# Records supplied start
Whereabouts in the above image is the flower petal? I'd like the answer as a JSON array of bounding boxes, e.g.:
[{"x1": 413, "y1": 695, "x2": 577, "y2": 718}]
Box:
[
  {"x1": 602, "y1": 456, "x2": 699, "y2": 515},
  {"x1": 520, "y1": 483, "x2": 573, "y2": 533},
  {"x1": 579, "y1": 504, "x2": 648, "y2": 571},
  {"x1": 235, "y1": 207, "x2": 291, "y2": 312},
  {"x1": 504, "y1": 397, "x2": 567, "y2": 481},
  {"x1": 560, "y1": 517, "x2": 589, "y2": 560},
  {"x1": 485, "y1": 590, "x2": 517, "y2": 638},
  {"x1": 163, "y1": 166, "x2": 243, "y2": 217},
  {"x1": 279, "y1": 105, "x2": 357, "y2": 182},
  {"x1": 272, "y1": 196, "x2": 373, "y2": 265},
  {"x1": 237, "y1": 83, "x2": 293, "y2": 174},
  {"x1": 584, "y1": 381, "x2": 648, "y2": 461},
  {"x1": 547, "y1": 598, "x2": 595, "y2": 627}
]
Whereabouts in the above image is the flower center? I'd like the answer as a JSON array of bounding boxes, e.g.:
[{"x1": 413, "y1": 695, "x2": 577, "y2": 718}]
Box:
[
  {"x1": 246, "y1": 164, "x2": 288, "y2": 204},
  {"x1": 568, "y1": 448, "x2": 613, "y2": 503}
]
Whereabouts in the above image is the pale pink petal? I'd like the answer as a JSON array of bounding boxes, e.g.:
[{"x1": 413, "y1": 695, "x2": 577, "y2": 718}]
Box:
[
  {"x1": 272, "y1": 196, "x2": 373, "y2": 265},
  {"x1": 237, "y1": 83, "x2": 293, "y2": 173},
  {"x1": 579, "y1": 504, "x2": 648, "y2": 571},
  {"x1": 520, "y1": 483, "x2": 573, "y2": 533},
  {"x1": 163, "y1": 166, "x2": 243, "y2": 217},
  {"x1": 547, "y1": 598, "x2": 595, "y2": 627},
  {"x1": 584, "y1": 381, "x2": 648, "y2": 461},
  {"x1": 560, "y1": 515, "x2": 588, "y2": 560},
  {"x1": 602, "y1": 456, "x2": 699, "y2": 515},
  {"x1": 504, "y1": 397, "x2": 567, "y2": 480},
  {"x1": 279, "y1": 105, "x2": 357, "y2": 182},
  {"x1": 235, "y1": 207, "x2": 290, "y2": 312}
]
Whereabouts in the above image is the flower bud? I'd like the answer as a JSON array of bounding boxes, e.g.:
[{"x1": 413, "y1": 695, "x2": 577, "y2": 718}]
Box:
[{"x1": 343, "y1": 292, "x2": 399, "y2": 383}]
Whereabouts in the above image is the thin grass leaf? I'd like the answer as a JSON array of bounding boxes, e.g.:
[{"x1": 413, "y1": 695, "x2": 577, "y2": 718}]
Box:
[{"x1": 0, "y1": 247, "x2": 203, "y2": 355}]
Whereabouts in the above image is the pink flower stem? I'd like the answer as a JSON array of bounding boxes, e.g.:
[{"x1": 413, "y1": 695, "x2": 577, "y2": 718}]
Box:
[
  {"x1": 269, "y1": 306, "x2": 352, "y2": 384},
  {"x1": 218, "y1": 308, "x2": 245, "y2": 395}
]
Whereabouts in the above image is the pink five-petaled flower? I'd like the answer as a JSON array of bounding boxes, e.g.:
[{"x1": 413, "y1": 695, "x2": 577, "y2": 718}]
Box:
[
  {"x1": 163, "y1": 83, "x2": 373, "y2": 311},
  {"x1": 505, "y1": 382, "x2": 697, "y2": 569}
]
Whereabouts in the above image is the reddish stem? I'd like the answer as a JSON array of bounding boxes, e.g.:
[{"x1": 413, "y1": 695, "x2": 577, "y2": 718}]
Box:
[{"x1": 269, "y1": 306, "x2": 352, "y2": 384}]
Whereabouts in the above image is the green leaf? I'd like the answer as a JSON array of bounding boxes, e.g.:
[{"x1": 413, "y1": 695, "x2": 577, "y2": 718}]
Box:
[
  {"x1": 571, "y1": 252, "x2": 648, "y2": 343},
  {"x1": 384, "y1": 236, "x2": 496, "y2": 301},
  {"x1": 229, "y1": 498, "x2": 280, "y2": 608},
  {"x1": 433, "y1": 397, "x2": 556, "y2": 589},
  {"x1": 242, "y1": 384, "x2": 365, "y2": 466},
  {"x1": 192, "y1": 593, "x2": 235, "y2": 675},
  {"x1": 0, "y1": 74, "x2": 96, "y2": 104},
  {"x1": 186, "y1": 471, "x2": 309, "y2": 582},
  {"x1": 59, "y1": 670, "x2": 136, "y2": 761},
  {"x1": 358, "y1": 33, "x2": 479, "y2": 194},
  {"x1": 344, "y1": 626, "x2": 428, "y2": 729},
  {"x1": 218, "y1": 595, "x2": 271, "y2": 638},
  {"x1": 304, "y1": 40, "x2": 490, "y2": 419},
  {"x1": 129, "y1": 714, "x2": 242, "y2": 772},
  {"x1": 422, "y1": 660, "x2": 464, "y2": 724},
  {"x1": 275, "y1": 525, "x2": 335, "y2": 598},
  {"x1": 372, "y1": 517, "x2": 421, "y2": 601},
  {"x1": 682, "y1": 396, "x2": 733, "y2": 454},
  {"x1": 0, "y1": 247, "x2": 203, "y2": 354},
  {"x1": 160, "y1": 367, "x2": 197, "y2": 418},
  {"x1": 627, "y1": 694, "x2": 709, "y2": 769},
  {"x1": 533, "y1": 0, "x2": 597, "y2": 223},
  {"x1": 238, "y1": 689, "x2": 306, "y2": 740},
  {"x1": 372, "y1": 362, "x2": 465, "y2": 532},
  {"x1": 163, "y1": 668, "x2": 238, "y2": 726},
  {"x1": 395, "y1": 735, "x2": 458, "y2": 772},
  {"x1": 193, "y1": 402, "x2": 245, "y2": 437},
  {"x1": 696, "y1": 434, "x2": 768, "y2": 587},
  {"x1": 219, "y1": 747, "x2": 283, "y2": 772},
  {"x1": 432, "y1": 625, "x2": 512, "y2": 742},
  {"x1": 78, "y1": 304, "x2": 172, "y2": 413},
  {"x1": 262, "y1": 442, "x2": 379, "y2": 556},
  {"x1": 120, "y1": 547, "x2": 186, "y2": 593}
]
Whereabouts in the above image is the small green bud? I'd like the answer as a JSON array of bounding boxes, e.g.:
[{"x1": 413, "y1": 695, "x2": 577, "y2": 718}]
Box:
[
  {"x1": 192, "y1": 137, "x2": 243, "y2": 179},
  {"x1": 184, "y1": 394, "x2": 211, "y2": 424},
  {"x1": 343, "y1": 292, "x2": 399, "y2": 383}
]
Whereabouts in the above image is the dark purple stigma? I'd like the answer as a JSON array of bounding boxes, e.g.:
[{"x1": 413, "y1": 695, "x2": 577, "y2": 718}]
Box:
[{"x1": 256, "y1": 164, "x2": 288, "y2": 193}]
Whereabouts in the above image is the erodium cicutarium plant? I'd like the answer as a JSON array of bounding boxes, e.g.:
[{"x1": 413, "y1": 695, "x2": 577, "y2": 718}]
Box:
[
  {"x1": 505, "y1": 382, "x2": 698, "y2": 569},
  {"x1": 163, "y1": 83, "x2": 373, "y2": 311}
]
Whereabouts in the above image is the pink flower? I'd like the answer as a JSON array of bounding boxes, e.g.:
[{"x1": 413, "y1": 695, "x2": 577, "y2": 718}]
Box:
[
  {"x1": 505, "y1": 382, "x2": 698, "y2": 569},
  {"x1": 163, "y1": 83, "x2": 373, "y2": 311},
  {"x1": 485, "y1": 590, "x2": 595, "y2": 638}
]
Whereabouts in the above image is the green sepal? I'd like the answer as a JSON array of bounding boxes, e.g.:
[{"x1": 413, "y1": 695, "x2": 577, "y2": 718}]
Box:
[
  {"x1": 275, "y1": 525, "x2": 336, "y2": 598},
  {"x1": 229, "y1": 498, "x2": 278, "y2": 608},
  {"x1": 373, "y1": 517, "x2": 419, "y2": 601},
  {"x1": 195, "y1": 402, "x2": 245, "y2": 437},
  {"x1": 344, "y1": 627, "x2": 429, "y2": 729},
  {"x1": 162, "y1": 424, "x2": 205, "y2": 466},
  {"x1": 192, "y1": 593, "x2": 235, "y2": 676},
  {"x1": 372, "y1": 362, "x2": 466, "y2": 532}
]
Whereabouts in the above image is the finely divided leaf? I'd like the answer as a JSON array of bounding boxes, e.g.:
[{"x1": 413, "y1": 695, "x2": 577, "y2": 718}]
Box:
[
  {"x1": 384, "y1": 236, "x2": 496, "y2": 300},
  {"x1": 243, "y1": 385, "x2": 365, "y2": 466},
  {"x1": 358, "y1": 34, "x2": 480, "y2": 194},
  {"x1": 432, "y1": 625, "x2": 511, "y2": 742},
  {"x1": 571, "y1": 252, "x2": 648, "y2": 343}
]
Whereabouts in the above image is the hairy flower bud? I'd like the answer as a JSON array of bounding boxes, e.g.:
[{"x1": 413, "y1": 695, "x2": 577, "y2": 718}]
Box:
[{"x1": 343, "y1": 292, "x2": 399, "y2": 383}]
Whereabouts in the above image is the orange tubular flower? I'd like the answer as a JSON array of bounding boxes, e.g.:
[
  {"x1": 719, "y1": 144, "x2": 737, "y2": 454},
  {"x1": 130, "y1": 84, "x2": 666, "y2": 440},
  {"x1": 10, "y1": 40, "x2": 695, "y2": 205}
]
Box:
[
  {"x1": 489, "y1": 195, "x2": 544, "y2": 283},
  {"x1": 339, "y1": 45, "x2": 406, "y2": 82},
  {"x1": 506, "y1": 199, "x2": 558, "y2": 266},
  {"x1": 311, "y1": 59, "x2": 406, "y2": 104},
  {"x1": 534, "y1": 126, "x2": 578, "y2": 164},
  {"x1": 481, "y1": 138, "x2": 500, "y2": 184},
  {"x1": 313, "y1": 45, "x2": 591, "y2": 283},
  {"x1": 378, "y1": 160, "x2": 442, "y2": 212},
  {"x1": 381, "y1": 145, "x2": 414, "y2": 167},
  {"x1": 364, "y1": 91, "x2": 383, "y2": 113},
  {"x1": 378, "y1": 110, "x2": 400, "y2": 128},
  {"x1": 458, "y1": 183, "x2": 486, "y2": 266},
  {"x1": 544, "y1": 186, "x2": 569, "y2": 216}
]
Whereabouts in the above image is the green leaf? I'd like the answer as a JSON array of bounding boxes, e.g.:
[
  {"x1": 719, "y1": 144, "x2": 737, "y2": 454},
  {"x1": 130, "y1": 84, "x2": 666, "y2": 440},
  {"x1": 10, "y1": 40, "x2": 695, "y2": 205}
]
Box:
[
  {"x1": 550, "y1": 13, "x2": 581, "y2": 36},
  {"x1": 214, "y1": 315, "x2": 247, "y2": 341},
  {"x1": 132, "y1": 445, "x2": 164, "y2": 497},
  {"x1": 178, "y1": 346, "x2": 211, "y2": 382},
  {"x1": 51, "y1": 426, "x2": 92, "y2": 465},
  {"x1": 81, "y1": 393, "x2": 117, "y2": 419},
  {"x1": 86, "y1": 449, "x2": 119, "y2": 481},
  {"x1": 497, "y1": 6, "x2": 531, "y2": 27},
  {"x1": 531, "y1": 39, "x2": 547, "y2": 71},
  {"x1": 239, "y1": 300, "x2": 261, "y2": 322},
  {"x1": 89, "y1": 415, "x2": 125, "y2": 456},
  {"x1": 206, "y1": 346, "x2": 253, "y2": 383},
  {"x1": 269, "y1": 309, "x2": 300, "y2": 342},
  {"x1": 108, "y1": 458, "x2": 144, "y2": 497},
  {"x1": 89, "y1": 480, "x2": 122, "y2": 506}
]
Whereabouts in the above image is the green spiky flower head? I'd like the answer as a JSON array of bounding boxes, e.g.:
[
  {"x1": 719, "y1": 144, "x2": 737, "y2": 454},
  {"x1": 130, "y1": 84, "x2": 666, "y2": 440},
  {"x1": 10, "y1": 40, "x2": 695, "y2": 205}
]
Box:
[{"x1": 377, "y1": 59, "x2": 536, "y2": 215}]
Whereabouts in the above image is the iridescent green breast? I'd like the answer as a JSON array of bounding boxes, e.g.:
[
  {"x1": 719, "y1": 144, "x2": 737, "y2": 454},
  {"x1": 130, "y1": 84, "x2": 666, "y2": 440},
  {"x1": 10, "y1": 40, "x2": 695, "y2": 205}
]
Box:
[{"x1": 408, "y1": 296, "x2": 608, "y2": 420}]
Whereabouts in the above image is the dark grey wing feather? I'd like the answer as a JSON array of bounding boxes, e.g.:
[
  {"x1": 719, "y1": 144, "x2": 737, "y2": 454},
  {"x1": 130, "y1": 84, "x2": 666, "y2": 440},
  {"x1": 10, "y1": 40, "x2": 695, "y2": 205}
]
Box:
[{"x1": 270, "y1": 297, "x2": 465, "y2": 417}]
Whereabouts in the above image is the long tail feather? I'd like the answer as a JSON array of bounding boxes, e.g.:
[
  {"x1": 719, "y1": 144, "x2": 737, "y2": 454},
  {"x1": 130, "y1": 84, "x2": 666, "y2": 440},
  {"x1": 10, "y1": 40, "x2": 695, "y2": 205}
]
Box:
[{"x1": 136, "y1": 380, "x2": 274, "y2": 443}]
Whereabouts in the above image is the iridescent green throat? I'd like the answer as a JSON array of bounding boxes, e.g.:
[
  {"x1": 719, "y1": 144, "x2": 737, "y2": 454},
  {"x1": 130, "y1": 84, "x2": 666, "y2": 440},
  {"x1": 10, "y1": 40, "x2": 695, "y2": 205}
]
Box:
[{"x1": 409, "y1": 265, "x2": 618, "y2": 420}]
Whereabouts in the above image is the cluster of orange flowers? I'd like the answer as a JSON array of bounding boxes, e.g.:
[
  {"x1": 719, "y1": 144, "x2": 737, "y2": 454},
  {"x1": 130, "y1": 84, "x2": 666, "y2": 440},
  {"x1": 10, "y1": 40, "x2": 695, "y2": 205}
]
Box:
# Records supplied end
Aim of the task:
Copy out the lines of the listing above verbatim, starting at the line that contains "Whereabouts in the above image is the dark grey" and ending with the last line of the listing.

Exercise solution:
Whereabouts in the above image is the dark grey wing feather? I'd like the answer as a JSON array of bounding boxes, e.g.:
[
  {"x1": 719, "y1": 144, "x2": 737, "y2": 454},
  {"x1": 130, "y1": 84, "x2": 666, "y2": 440},
  {"x1": 10, "y1": 40, "x2": 695, "y2": 205}
]
Box:
[{"x1": 270, "y1": 297, "x2": 465, "y2": 417}]
Whereabouts in the above image is the long tail feather? I'd like the answer as a JSON array of bounding boxes, e.g.:
[
  {"x1": 719, "y1": 144, "x2": 737, "y2": 454},
  {"x1": 130, "y1": 84, "x2": 666, "y2": 440},
  {"x1": 10, "y1": 40, "x2": 695, "y2": 205}
]
Box:
[{"x1": 136, "y1": 380, "x2": 274, "y2": 443}]
Whereabouts in the above image is the iridescent green throat? I'd like the answer as a JSON array of bounding boxes, e.g.:
[
  {"x1": 719, "y1": 144, "x2": 737, "y2": 454},
  {"x1": 130, "y1": 84, "x2": 666, "y2": 440},
  {"x1": 10, "y1": 40, "x2": 695, "y2": 205}
]
Box:
[{"x1": 409, "y1": 265, "x2": 618, "y2": 420}]
Whereabouts in the above image is the cluster of orange flowers? I'd like the answer as a JSON array of bounding boxes, e.g.:
[
  {"x1": 719, "y1": 144, "x2": 737, "y2": 454},
  {"x1": 130, "y1": 84, "x2": 666, "y2": 440},
  {"x1": 10, "y1": 40, "x2": 695, "y2": 205}
]
Box:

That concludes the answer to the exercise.